Render the records from the line containing "Every instance of the window" through the end of the records, inclusive, as a two-column CSV with columns named text and answer. Give one row per record, with each field quoted and any line breaks replaced by spaces.
--
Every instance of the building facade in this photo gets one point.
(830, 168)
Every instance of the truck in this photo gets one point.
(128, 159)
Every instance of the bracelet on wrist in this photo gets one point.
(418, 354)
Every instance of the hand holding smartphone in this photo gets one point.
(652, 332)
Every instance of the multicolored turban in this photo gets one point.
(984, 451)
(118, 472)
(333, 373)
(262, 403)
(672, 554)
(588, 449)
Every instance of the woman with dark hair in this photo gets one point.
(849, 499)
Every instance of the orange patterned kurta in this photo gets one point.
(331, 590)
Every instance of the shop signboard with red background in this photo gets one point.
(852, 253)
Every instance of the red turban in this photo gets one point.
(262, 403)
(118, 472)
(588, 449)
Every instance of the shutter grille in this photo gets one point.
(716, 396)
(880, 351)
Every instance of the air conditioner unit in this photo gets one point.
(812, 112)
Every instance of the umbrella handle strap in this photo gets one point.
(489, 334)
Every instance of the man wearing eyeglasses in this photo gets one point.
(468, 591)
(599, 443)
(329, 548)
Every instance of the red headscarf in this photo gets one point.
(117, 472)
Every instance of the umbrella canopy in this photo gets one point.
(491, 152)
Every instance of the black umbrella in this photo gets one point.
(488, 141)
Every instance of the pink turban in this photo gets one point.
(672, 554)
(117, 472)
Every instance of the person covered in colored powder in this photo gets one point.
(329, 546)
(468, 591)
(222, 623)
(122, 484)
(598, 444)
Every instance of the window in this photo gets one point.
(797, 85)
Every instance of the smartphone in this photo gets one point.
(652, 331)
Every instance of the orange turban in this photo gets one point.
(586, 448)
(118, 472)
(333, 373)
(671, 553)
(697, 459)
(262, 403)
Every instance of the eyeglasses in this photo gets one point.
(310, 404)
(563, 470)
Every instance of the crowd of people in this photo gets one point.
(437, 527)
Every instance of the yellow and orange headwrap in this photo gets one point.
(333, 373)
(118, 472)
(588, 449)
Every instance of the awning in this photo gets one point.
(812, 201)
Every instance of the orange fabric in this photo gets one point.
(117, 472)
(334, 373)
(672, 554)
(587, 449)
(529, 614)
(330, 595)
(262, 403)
--
- Exercise response
text,answer
"Every instance of the window in this photo gets one point.","(797, 85)"
"Every instance of the smartphone in this photo gets one point.","(652, 331)"
"Every instance of the orange turban in this photo gets one point.","(586, 448) (118, 472) (333, 373) (671, 553) (697, 459) (262, 403)"
"Every instance of the eyeglasses in this photo gets one point.","(310, 404) (563, 470)"
"Every instance of the crowd of people in this photo gets one point.","(437, 527)"
"Every instance of the yellow and orange headwrap in this photo gets one point.","(333, 373) (118, 472) (588, 449)"
"Every instance of the awning in this photo gets one point.","(812, 201)"
"Every instance of the orange fabric in this photo gets one point.","(117, 472) (334, 373) (672, 554) (587, 449) (529, 614) (330, 595) (262, 403)"